### ENUNCIADO A
Renombra, por favor, "Bilbao" como "Bilbo" en el fragmento del texto sobre la Aste Nagusia que empieza con las palabras "En Bilbao el" y termina con "sido y no fue.", y escribe ese fragmento completo con el cambio.
### ENUNCIADO B
Continúa el texto sobre la Aste Nagusia a partir de su última oración.

En Bilbao el fin de la Aste Nagusia, la Semana Grande, con sus kalejiras, sus barracas, sus cánticos y
sus farras, suele marcar en cierto modo el fin de agosto, la previsión de un
nuevo curso, la despedida de un mes que es como una larga tarde de domingo y
que deja un poso de melancolía, de nostalgia de los días largos y apacibles, una
vaga sensación de pérdida de lo que pudo haber sido y no fue.
Esta semana de fiestas y
de jolgorio no es de siempre, no se trata de una tradición que hunda sus raíces
en la noche de los tiempos, más bien es reciente, de 1977, cuando el locutor de
radio y actor ocasional, uno de esos actores secundarios permanentes, Zorion
Eguileor, convocó por la radio a la población a reivindicar unas fiestas
populares, parece ser que más en chufla que en serio, tuvo su gesto un toque a
bilbainada, un reto un tanto fanfarrón muy propio de como dicen que son los bilbaínos,
una bufonada o una broma a lo grande y que, cómo no, acabó teniendo
repercusión, se produjo una movilización, una más en unos años muy
reivindicativos, muy activos en lo social y en lo político, pero que reclamaba
esta vez diversión y alegría, una ruptura del tiempo serio y formal, y lo
consiguió, se estableció la costumbre de una semana de fiestas, organizada a
medias por el ayuntamiento y por las comparsas populares, bajo la guía de Marijaia, un icono de las fiestas creado
en 1978 por la pintora Mari Puri Herrero para representar esos días de cierto
desenfreno, de libertinaje controlado, valga el oxímoron, propio de todas estas
fiestas, como en los Carnavales, se da rienda suelta a los instintos más
lúdicos para que no se anquilosen en el interior de cada cual. De este modo, se
dan las fiestas de verano en casi todos los barrios, pueblos y ciudades.

### EXTRACTO DE DATOS
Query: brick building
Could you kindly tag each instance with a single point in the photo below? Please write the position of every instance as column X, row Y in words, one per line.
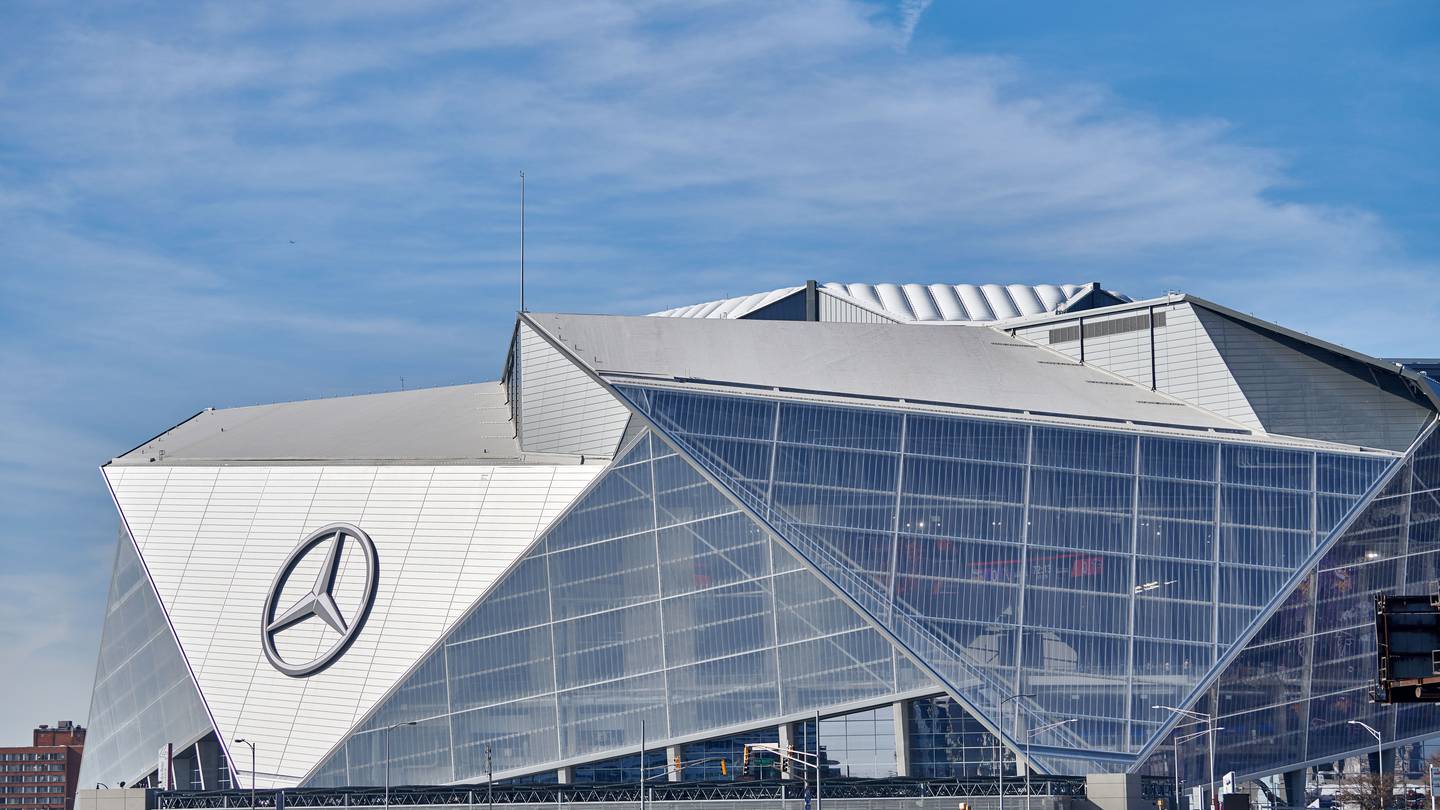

### RESULTADO DEL EJERCICIO A
En Bilbo el fin de la Aste Nagusia, la Semana Grande, con sus kalejiras, sus barracas, sus cánticos y
sus farras, suele marcar en cierto modo el fin de agosto, la previsión de un
nuevo curso, la despedida de un mes que es como una larga tarde de domingo y
que deja un poso de melancolía, de nostalgia de los días largos y apacibles, una
vaga sensación de pérdida de lo que pudo haber sido y no fue.

### RESULTADO DEL EJERCICIO B
A partir de entonces se
repite todos los años, sobre todo el Arenal y el Casco Viejo se llenan de
gente, huele a alcohol, huele a comida, fluyen otros hedores no tan gratos, no
hay huecos por donde colarse y quienes no somos muy dados al jolgorio y nos
acaba agobiando todo este panorama festivo, echamos una ojeada y nos vamos con
la música a otra parte.
En 1983 la fiesta acabó
de golpe: las inundaciones irrumpieron de un modo abrupto en las celebraciones.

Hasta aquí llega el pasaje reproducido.